WHAT TO WORK ON. Gather, from the data below, each line in which the word "point" occurs.
RECORDS FOR THE TASK START
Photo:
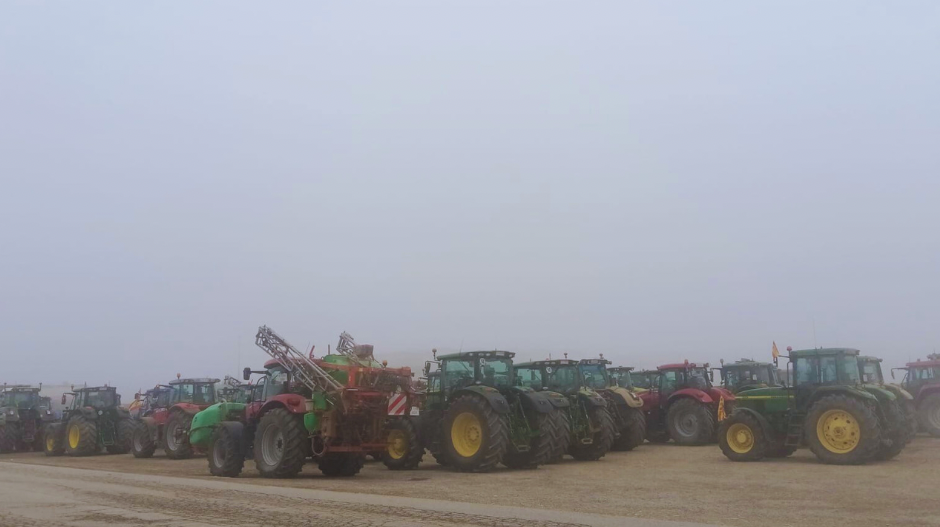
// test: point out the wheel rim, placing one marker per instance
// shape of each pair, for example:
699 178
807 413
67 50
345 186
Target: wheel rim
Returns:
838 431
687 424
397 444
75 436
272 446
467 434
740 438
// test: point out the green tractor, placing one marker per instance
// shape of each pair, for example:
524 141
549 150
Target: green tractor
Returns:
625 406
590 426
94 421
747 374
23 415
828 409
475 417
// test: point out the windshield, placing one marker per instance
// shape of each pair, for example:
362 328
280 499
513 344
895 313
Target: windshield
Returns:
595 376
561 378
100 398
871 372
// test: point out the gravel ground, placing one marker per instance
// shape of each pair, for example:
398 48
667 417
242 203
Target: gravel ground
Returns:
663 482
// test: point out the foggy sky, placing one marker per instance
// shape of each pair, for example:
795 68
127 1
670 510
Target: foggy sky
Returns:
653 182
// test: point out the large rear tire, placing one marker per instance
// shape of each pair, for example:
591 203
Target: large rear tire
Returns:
RECORDS FOR THE TASK END
RECORDS FOR THE TASK START
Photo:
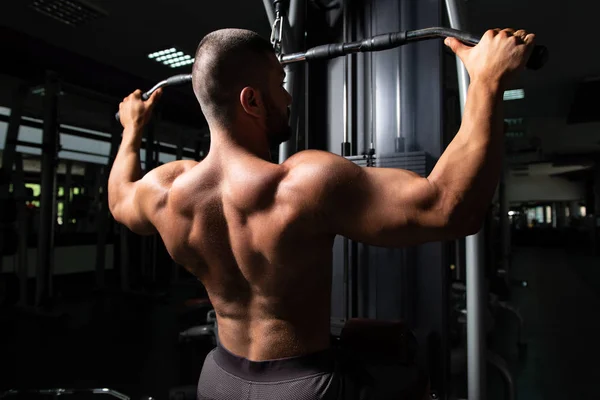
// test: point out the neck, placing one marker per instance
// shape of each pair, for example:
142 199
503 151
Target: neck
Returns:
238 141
RECORDS FOR THE TASK END
YOUR RESPONSE.
// test: point out the wheel rim, placing one marker per instance
// test: point out the green tractor, placing one marker per instance
// test: point out the windshield, placing one marker per instance
// test: point out the gravel ground, placing one marker per instance
// test: point out the foggy sky, placing one marker per instance
// test: point out the large rear tire, placing one marker per instance
// test: point out the neck, placing one marker per instance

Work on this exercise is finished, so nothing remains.